Return the records below word for word, starting at the line that contains "of the green" and going through the last line of the records.

- _Supplied information_
··········

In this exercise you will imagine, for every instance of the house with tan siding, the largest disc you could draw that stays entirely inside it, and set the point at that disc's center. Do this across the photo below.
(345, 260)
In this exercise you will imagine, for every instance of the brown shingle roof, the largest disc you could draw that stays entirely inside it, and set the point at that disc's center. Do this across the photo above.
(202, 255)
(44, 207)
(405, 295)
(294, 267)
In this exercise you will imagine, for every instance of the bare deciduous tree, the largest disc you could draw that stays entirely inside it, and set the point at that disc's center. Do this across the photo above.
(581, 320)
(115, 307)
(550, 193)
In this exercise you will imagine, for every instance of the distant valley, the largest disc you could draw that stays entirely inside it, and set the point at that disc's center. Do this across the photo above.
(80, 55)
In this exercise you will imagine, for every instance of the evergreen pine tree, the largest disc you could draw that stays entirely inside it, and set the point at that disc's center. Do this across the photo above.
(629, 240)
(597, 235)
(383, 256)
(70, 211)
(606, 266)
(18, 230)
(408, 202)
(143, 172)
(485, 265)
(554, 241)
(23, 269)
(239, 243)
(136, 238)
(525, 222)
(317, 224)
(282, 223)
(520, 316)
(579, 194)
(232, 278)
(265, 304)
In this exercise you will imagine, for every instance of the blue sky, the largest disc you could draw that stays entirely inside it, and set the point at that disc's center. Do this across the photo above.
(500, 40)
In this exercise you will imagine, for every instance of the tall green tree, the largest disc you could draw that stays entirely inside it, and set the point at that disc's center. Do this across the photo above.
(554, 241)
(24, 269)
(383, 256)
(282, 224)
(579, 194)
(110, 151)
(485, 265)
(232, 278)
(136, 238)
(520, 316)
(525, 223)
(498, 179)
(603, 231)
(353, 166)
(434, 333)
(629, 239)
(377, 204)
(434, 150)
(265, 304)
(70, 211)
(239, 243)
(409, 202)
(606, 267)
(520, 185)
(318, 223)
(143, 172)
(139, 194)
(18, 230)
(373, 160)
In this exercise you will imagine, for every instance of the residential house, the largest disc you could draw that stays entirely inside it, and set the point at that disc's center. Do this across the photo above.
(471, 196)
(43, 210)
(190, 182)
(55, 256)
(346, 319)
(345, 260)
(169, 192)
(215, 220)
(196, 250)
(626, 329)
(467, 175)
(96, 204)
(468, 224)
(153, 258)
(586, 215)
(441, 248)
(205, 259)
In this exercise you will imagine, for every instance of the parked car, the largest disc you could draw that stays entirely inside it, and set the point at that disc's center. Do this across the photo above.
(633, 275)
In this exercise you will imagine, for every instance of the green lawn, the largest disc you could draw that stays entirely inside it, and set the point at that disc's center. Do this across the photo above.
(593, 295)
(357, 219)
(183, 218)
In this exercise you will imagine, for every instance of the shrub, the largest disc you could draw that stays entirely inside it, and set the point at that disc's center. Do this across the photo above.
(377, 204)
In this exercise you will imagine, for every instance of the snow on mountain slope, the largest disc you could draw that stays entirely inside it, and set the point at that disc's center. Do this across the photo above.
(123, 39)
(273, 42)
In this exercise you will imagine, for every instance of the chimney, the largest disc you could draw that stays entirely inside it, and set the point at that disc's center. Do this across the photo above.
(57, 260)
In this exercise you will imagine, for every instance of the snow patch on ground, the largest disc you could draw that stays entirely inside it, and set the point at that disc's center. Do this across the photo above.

··········

- _Written solution_
In this exercise you will imagine, for every instance of the green lawn, the largest disc you could draw that stays entirely inside it, and set the point at that disc's center. Do this across the photo above.
(593, 295)
(357, 219)
(183, 218)
In this exercise you will imagine, for every instance of the shrub, the largest disc you could draw that stays entirely inside it, and set the point at that disc's center. Do this across the photo above.
(377, 204)
In this exercise you will imagine, for every instance of the snow on mountain slope, the largest disc you could draw that stays entirely inside it, and set the point at that disc's center. Do this across the photo above.
(123, 39)
(273, 42)
In this exercise you will imagine, for every instance of the chimney, the largest disc you could draw that stays entirely inside it, and set the point at that disc's center. Do this across the photo above.
(57, 260)
In this exercise you will imagine, for every instance of the snow patch on ground, the largest disc you could draw that stays entirely inside it, and set the point at that disc's center. Do this across the photo above.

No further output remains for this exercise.